EXTRACT PROVIDED -
════

Seller Handbook

Advice and inspiration for successfully running your Etsy shop

The Ultimate Guide to Telling Your Etsy Shop’s Visual Story

Tips for creating a strong visual brand through your cover photo, shop icon and shop photography.

By Taylor Combs Jan 17, 2017
Photo by Lisa Rupp Design

I admit it — I totally judge books by their covers. In fact, one of my favorite pastimes is strolling through the bookstore and surveying all the carefully crafted compositions. And, of course, the more awesomely designed the cover, the more likely I am to pick up a book, sift through its pages and, ultimately, purchase it.

The same can be said for your Etsy shop. The more appealing and cohesive your shop looks, the more likely buyers are to browse through your items and make a purchase. Using Etsy’s tools, you can build your own carefully crafted “cover” with well-considered shop branding and images. Here are a few tips for designing shop graphics for optimal appeal.

Write a Visual Story

Just like a book cover, your shop graphics represent the essence of what’s inside. Think of designing these graphics as writing a story without words. First, consider what you want to communicate about your brand. Try jotting down a few words that describe your shop’s style. These words and concepts will serve as an outline for your visual story. Then, make decisions about colors, fonts and photo styling that are in line with the style you described.

Visual consistency doesn’t mean making your shop look matchy-matchy. Think about how your cover photo, shop icon and product photography complement each other. Using a color palette consistently in your shop is one way to create cohesion. A good rule of thumb is to choose one dominant color and two secondary colors, says Lyanne Dubon, design manager on Etsy’s brand design team. Think about what emotions colors can convey too. “Any design decision you make in your shop should help reinforce the attitude you want your brand to have,” Lyanne says.

Design a Shop Icon and Cover Photo

Although two separate graphics, your shop icon and cover photo work together to represent your brand as a whole. When someone visits your shop, these eye-catching visual elements should convey what your business is all about — in the blink of an eye.

Shop Icon: The Essentials

Your shop icon represents your shop across Etsy and should be an image that looks good in many different sizes. For example, your shop icon will be quite small when your activity appears in a shopper’s homepage feed, but it will be shown at its full size (500 x 500 pixels) on your shop homepage. Here are a few things to consider as you create your shop icon:

  • Is it easily understood? Your shop icon should communicate the look and feel of your shop at a glance. A great shop icon, just like a great logo, communicates something about the ideas or passion behind your products. If you use a graphic as your shop icon, make sure shoppers understand what it depicts and how it relates to your shop. The owners of the dog accessory shop ohpopdog, for example, use an illustration of their canine model Bacon as a shop icon.
ohpopdog Etsy Shop Shop Icon Etsy Shop Branding
It’s clear that ohpopdog’s illustrated shop icon is a cute dog — whether the image is large or small.
  • Can it scale down? Your shop icon should be legible, even at small sizes. A graphic that looks great on your shop homepage might not translate well at smaller sizes. Preview your shop icon in a variety of sizes to ensure your final selection works even when it’s small. Avoid using too much text in your shop icon — it will be difficult to read in small sizes.

  • Is it memorable? “Simple and minimal logos and icons are going to be more recognizable,” says Samuel Sherman, a senior art director on Etsy’s brand design team. Shoppers who have Favorited your shop or purchased from you before should be able to quickly recognize your shop icon.

════

TO-DO LIST -
**a)** Translate this sentence from the Etsy shop branding guide into Spanish: "Your shop icon should be legible, even at small sizes."
**b)** Write the next part of the Etsy shop branding guide, picking up after its final sentence.

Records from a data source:
════

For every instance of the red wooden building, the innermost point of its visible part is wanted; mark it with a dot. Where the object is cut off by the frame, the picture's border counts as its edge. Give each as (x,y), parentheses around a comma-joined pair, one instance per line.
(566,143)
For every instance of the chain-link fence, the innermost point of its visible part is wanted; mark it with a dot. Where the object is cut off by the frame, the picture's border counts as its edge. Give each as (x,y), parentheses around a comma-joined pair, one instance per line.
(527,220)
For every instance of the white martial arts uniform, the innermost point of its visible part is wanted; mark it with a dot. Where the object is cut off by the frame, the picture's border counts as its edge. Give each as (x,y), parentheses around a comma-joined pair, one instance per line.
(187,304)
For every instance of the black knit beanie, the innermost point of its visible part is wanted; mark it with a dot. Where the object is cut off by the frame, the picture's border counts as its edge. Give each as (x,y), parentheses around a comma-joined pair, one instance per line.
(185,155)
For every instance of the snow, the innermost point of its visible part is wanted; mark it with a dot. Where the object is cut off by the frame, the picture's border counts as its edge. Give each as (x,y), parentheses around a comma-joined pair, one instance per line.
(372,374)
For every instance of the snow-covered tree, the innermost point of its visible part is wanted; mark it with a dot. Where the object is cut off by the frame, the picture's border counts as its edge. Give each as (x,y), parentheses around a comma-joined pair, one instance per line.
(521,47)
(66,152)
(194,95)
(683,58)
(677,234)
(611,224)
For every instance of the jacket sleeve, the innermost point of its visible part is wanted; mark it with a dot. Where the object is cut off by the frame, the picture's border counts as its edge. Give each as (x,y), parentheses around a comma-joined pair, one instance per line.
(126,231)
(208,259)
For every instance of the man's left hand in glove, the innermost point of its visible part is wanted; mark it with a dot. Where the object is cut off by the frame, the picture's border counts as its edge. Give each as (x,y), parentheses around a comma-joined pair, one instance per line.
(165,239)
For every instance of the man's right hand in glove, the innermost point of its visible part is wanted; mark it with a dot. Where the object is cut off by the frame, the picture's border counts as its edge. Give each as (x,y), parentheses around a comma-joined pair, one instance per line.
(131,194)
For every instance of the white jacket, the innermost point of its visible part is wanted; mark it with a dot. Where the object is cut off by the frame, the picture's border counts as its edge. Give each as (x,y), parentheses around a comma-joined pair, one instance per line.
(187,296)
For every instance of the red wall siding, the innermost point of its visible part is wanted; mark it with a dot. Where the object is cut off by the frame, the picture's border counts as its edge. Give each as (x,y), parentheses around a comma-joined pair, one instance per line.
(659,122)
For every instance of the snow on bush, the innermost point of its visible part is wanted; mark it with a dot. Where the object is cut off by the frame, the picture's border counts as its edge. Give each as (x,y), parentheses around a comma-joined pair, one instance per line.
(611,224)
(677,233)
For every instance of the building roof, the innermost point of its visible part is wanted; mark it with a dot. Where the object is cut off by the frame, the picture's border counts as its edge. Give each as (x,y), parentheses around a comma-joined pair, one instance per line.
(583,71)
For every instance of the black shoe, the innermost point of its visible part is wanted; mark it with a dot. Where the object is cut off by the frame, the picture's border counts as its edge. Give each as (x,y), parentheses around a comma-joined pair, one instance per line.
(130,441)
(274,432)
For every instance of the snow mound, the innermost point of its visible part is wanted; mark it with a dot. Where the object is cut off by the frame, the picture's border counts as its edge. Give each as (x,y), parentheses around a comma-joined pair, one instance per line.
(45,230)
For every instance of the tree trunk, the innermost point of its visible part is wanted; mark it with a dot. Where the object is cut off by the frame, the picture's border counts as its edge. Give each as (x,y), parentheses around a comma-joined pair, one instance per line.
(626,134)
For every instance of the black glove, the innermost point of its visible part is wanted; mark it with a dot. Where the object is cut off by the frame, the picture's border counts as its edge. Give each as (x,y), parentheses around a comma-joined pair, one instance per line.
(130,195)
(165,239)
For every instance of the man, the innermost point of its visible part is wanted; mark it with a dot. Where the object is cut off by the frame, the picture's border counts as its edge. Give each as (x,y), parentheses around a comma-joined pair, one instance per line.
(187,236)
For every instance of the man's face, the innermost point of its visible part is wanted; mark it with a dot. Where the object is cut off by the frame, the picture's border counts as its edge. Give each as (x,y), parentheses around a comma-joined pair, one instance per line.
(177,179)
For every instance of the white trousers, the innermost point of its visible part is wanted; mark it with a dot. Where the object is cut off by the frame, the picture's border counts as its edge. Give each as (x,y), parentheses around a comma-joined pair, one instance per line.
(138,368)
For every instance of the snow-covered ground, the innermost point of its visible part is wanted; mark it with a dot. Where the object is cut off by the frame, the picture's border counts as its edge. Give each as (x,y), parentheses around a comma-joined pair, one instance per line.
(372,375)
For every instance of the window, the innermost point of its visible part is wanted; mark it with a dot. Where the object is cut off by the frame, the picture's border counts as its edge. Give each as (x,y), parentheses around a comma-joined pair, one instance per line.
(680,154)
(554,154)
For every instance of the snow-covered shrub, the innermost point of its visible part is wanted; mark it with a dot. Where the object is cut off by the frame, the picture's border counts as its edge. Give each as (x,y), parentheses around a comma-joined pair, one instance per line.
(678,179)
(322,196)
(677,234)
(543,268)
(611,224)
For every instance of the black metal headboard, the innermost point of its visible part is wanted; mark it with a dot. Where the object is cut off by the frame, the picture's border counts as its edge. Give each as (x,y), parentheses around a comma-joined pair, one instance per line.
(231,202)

════

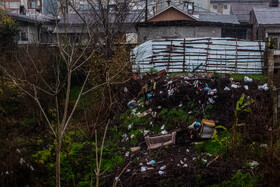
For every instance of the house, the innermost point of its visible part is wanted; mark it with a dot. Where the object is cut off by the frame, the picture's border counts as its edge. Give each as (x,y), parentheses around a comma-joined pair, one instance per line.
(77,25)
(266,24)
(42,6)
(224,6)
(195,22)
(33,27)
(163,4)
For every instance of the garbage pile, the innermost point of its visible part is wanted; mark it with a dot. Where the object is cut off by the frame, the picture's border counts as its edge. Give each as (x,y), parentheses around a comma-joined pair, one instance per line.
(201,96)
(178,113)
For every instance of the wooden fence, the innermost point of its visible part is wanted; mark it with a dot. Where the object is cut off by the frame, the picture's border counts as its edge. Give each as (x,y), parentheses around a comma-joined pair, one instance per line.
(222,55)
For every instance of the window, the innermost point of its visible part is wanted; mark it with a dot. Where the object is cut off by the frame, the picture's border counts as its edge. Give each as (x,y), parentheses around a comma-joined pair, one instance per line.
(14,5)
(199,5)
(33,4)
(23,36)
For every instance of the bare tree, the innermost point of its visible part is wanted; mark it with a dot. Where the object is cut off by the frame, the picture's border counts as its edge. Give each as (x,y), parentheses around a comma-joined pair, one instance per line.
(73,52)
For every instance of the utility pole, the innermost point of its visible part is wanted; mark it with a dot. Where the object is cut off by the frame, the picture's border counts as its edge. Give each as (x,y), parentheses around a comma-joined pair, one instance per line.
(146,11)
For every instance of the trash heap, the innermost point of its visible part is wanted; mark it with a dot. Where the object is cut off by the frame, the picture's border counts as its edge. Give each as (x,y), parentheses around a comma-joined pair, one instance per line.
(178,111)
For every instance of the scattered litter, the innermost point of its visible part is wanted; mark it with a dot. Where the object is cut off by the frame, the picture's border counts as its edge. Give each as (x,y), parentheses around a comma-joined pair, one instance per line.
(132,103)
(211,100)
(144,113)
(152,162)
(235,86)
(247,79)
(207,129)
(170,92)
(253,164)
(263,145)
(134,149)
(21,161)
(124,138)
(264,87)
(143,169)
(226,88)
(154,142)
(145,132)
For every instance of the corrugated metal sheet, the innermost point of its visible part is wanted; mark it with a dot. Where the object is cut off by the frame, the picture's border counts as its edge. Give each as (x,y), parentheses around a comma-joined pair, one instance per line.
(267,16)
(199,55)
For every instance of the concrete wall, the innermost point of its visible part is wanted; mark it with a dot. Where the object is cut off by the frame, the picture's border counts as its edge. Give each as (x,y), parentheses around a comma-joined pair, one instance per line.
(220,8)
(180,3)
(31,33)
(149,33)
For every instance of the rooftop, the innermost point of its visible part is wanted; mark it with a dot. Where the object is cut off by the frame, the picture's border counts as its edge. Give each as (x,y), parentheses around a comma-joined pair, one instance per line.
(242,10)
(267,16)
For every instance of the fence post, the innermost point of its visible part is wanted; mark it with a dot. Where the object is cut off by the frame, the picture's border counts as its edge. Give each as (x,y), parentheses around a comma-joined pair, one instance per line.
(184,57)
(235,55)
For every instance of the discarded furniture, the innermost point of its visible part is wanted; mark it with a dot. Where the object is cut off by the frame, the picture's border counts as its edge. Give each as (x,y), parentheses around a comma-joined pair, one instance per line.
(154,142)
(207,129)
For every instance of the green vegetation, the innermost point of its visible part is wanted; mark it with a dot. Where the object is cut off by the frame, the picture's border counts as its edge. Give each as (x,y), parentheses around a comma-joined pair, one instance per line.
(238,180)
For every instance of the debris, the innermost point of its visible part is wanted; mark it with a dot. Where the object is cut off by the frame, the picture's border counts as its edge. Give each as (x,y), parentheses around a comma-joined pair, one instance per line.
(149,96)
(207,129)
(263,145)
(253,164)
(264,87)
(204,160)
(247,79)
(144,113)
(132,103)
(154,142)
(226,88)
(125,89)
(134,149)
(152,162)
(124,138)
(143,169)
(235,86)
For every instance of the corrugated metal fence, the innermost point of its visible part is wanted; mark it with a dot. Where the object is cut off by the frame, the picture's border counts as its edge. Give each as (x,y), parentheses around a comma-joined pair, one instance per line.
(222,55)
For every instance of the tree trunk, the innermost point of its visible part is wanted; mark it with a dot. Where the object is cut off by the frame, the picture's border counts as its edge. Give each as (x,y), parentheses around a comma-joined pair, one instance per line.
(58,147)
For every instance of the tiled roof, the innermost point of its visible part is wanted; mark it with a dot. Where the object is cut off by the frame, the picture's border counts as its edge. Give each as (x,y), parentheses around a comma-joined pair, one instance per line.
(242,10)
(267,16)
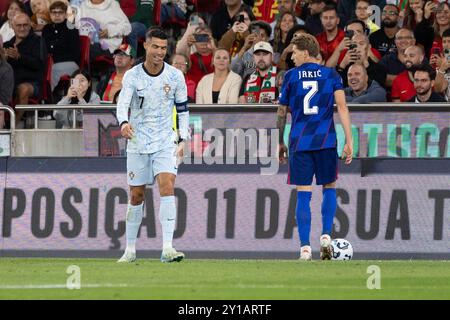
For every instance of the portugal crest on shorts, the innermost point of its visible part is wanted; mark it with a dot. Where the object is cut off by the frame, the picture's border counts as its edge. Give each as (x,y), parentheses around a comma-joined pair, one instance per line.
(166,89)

════

RESPONSES FOR EACH TASK -
**a)** El ícono de tu tienda debe ser legible, incluso en tamaños pequeños.

**b)**
Quick tip: Design a new shop icon in seconds using Canva’s free tools. Etsy has partnered with Canva to provide templates that make it easy to create a shop icon that’s the perfect size for uploading to Etsy. You can use graphic elements from Canva’s library (most are free or cost as little as $1) or upload your own images. Create a shop icon with Canva.

Cover Photo: The Essentials

Kristen McGillivray Etsy Shop Etsy Shop Cover Photo
Kristen McGillivray uses the cover photo in her eponymous shop, which is based in Portland, Oregon, to show off a variety of her products.

The cover photo on your shop homepage allows you to immediately immerse shoppers in your brand and products. “It’s like a billboard,” says Lyanne. “Since it’s such a large space, there’s room for experimentation.” The cover photo spans the entire width of your shop and is displayed on mobile devices and in the Etsy app. The minimum image size is 1200 x 300 pixels; the ideal size is 3360 pixels x 840 pixels. Consider these tips when creating a cover photo:

  • Highlight your best photography. Your cover photo is a great spot to show off photos of your products in action or a styled image that showcases your entire collection. “This is one area where you can see all the products in your shop come together,” Samuel says. “This gives new visitors to your shop a clear picture of your entire range of products.” Keep in mind that the space is wide and short, so think horizontally when composing your shot.

  • Use text sparingly. If you want to include your shop name in your cover photo, make it big enough to read on mobile devices and keep the text to the center of the photo so it’s still legible when the image is scaled down.

  • Get creative. “Your cover photo is a large canvas,” says Lyanne. “Experiment with repeating patterns, fields of color or photos of your workspace.” Make an impact by showing off unique fabrics or designs that are representative of your products. Lisa Rupp of Arizona-based Etsy shop Lisa Rupp Design welcomes shoppers with a large, colorful cover photo that showcases the details in her gouache paintings.
Lisa Rupp Etsy Shop Cover Photo Etsy Branding
Lisa Rupp’s painted flowers are a great example of how you can use pattern in your cover photo.
  • Keep it fresh. As the year unfolds, the cover photo can be a good space for an occasional refresh to reflect changes in the seasons, gift-giving holidays, milestones and special occasions. Try to avoid changing your shop icon too frequently though; keeping that consistent can help you build a recognizable brand identity.

Quick tip: You can use Canva’s tools to create your cover photo. Use the text editor to add your shop name to your own photography or choose from images and graphics in Canva’s extensive library. Make your cover photo using Canva.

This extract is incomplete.